*Work required*
Every line in the data below from the one containing "Each instance of the dark juvenile" down to the one containing "Each instance of the eagle's yellow", both included, must be retyped exactly; no other line is to appear.

(Stored data entries)
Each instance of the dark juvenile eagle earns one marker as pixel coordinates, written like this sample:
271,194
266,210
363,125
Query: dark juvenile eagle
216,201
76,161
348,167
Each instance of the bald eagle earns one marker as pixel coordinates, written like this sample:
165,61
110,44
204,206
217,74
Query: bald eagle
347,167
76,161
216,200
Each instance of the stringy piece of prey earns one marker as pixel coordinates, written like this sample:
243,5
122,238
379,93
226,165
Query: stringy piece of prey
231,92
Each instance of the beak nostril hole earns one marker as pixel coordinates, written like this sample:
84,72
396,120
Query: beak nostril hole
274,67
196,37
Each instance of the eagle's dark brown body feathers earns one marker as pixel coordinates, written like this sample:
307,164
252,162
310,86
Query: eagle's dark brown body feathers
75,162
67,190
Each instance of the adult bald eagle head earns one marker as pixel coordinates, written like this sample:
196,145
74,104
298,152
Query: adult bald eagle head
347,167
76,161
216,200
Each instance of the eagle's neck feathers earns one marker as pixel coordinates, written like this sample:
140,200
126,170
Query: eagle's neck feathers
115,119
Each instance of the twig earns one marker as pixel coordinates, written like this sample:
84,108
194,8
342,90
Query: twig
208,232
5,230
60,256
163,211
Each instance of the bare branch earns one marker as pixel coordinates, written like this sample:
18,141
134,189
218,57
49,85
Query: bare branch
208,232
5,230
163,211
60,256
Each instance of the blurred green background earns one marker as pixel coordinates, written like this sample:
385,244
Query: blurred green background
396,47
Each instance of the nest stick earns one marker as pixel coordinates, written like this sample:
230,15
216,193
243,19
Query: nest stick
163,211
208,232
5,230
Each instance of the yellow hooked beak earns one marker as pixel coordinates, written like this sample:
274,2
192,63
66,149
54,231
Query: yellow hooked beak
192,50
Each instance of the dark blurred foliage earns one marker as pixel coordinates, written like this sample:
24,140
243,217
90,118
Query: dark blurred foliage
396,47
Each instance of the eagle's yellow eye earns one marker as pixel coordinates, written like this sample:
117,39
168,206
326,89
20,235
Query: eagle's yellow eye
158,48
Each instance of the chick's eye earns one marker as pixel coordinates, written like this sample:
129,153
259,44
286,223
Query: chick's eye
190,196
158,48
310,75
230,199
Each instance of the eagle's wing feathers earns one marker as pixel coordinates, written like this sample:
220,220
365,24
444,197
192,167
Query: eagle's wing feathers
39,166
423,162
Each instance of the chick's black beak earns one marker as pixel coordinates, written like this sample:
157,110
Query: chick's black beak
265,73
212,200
...
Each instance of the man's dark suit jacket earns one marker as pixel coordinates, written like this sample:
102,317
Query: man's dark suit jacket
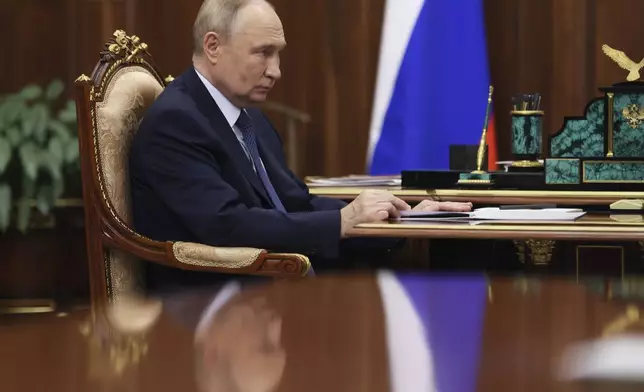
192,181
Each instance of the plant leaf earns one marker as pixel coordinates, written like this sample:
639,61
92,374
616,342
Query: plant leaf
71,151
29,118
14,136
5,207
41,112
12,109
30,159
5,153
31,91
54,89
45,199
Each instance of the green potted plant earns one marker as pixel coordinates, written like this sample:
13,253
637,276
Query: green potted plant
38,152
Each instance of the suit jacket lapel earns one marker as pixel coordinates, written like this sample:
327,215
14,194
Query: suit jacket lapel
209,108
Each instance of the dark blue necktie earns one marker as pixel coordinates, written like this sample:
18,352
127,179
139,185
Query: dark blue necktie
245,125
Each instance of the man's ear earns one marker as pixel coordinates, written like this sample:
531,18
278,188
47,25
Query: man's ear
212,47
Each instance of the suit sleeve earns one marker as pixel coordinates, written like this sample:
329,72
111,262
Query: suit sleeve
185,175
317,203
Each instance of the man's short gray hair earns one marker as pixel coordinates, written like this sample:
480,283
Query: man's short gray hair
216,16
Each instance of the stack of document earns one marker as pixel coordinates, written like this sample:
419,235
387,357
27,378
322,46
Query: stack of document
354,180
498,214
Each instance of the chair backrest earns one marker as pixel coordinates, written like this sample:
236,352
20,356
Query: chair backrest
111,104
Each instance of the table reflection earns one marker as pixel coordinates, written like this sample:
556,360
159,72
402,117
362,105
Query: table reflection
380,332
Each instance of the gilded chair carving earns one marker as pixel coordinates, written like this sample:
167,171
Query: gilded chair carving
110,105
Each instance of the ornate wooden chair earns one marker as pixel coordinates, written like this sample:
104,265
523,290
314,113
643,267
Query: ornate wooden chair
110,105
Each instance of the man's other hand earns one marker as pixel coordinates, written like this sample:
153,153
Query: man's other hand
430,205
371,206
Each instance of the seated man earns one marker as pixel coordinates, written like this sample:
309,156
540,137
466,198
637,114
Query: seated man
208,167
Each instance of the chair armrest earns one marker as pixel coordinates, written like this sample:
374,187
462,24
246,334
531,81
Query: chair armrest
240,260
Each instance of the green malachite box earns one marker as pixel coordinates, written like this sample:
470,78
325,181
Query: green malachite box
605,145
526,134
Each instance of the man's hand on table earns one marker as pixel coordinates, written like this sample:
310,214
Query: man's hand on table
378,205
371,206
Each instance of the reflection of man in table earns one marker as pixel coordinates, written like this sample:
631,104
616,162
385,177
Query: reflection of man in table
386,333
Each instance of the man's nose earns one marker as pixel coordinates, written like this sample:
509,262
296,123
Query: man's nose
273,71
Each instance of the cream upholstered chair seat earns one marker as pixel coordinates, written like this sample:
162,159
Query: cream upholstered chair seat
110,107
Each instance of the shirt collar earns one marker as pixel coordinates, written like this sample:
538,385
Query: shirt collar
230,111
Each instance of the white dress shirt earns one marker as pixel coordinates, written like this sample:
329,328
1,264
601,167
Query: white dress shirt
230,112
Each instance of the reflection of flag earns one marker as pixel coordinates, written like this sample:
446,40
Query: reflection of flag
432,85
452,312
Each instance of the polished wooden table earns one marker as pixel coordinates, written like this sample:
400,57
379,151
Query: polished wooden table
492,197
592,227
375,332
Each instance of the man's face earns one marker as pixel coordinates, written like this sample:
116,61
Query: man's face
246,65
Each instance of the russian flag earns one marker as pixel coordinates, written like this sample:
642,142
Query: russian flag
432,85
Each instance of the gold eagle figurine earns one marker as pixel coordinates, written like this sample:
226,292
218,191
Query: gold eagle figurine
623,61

*Solved exercise*
Each instance of the dark juvenile eagle earns one marker as pixel coordinates, written like this sample:
271,194
266,210
363,125
Query: dark juvenile eagle
216,201
76,161
348,167
Each instance of the bald eagle earns one marker as pixel coordinates, written like this sample:
165,61
110,44
204,206
217,74
Query: bald eagle
347,167
76,161
216,200
Each instance of the stringy piece of prey earns one marker as pixel coordinates, written like this sample:
243,5
122,238
379,93
226,165
Query: stringy piece of prey
231,92
Each instance of the beak nostril hole earns one marker as pixel coordinates, written like this sample:
84,72
396,120
Query: beak nostril hole
274,67
196,37
Each instance of the eagle's dark brown body feathers earns one marker as pixel coordinates, written like this sample:
307,164
252,162
310,86
Query: eagle's dark brown body feathers
75,162
67,190
Each instance of the adult bald eagle head earns one marker as pixel coordinates, written like this sample:
196,145
74,104
298,152
Query: adult bald eagle head
347,167
76,161
216,200
Each instance of the eagle's neck feathers earns one marker as pixel coordinates, written like this sample:
140,200
126,170
Query: eagle's neck feathers
115,119
Each instance of the twig earns one marker as pixel coordinates, written like this sample:
84,108
194,8
342,90
Query: twig
208,232
5,230
60,256
163,211
Each instance of the bare branch earns one marker as pixel coordinates, written like this sample:
18,141
134,189
218,57
49,85
Query: bare branch
208,232
5,230
163,211
60,256
Each instance of the blurred green background earns one marker as pixel coordinates, written like this sample:
385,244
Query: blurred green background
396,47
Each instance of the nest stick earns one marker as pixel coordinates, written like this sample:
230,15
216,193
243,19
Query: nest stick
163,211
208,232
5,230
Each instance of the yellow hooked beak earns one marker as pixel coordinates, written like this sample:
274,2
192,63
66,149
54,231
Query: yellow hooked beak
192,50
Each instance of the dark blurred foliage earns one marker as pixel coordinates, written like this sample:
24,140
243,217
90,118
Query: dark blurred foliage
396,47
Each instance of the eagle's yellow eye earns one marker as pixel coordinates, written like this sample:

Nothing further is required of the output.